> [SHORT EXERCISE] Continue the piece on lead acid and lithium ion batteries, starting right after its last sentence.

[Start of EXTRACT TO READ]

Two of the battery types that you are most familiar with, perhaps without even knowing it, are the lead acid battery and the lithium ion battery. Most cars in America carry a lead acid battery on-board, while virtually every Blackberry and laptop computer gets its power from a lithium ion battery. One kind of battery is good for your car and the other for your cell phone stems from the chemicals used inside each type of battery.
 
Batery Basics
A battery is an electrochemical device, meaning it creates electricity through controlled chemical reactions between different substances. Most batteries, including lithium ion and lead acid batteries, include an anode, a cathode and a substance between them serves as an electrolyte. The anode is usually the positive terminal, and electric current flows into it when the battery is in use. The cathode is usually the negative terminal, and when in use electric current flows out of it. The chemistry between them is what provides the electric current with its charge, but they require a third substance in the form of an electrolyte to serve as a medium. If the anode and cathode came into contact, the result would be a short circuit.

[End of EXTRACT TO READ]
[Start of LISTED RECORDS]

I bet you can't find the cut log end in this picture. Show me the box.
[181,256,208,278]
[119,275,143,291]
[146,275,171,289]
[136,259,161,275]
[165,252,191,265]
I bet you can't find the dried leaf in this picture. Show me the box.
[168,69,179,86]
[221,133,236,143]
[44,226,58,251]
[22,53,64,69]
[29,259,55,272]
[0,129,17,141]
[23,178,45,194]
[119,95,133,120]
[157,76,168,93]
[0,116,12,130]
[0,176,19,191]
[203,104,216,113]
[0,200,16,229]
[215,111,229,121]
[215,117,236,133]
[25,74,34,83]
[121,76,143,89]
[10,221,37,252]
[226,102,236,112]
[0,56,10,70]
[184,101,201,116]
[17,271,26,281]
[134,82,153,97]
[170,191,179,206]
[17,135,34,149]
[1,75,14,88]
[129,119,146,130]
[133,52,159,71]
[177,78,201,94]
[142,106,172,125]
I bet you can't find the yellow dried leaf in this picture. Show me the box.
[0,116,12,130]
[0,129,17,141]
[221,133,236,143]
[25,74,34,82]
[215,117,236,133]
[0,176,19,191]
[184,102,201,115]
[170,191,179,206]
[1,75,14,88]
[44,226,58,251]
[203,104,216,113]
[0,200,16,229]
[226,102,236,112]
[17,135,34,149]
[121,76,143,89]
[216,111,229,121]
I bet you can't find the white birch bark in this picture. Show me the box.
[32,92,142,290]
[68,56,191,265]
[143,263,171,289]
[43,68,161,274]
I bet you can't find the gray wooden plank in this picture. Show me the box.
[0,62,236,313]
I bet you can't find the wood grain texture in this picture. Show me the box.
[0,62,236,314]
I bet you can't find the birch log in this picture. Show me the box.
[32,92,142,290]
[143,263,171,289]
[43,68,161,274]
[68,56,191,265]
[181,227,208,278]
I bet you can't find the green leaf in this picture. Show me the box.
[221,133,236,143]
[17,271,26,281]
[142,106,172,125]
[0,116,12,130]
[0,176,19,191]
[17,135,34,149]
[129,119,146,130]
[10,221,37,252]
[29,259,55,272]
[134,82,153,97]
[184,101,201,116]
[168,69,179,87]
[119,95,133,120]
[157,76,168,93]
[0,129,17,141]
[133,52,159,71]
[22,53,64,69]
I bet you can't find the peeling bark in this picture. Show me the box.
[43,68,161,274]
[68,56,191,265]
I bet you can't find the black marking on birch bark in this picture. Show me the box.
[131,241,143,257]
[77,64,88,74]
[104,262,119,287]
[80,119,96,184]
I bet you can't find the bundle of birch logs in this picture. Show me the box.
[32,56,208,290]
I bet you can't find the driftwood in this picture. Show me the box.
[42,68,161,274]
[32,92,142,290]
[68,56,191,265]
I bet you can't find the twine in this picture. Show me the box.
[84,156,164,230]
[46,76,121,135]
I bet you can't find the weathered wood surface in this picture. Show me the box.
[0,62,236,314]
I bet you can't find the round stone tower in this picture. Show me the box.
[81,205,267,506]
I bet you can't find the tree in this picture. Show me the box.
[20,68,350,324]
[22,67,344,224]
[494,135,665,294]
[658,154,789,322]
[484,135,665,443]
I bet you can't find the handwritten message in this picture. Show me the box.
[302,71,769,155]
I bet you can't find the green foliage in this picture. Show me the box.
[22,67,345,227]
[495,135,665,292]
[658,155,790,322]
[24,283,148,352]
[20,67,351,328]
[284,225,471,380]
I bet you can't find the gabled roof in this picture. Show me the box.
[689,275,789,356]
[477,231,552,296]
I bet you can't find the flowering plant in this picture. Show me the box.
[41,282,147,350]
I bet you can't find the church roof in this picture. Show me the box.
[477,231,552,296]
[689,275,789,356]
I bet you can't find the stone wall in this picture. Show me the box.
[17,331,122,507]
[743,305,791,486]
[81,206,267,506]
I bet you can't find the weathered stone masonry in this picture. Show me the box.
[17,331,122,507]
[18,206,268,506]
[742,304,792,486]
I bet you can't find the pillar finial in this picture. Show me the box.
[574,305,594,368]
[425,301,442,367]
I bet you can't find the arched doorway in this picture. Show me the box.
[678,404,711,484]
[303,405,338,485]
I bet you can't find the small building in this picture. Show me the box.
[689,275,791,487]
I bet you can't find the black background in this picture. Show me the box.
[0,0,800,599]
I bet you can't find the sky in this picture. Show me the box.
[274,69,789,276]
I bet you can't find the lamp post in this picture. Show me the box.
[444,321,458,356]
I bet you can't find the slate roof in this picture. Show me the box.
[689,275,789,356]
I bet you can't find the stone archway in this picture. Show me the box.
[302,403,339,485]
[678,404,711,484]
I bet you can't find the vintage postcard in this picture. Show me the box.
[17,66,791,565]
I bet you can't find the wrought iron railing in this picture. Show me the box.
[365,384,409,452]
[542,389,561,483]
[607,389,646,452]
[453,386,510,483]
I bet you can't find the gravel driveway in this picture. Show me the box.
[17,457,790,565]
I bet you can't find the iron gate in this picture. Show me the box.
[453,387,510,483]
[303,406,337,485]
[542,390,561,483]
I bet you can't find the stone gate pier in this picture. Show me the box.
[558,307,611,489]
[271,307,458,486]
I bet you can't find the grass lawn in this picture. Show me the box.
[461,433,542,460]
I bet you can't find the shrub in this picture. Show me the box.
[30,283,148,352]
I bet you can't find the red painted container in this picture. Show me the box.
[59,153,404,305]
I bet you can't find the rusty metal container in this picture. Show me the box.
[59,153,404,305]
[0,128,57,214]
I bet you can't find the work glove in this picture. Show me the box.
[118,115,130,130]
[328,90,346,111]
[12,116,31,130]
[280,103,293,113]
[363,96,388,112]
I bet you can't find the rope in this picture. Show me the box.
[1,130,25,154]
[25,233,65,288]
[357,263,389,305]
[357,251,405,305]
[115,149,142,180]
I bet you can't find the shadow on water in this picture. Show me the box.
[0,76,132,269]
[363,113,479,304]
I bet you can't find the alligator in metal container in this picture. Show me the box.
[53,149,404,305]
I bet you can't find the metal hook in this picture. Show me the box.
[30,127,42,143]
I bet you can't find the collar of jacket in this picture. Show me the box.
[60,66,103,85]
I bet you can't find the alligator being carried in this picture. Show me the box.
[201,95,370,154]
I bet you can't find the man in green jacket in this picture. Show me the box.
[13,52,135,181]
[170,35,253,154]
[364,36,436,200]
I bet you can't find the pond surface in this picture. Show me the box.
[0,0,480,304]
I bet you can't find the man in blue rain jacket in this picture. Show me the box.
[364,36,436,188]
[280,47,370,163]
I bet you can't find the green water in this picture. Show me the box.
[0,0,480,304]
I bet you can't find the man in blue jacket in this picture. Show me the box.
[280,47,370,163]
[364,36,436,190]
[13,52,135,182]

[End of LISTED RECORDS]

> [OUTPUT OF THE EXERCISE]
 
Lead Acid Electrochemistry
The anode and cathode in a typical lead acid battery are made from lead and lead dioxide, and they are bridged by an electrolyte of a solution that is roughly one-third sulfuric acid. As the battery discharges electricity, the chemical reaction gradually converts the two electrodes into lead sulfate. Recharging the battery partially reverses that conversion.
 
Lithium Ion Electrochemistry
Lithium ion batteries use a variety of substances, with the common element being the migration of lithium between the electrodes during the electricity-producing reaction. Graphite is typically used to make the anode, while cathodes can be made from lithium cobalt oxide, lithium iron phosphate or lithium manganese oxide, and other lithium-based substances besides. The electrolyte is typically a solution of lithium salt in an organic solvent. Recharging a lithium ion battery reverses the migration of lithium in the battery's chemistry.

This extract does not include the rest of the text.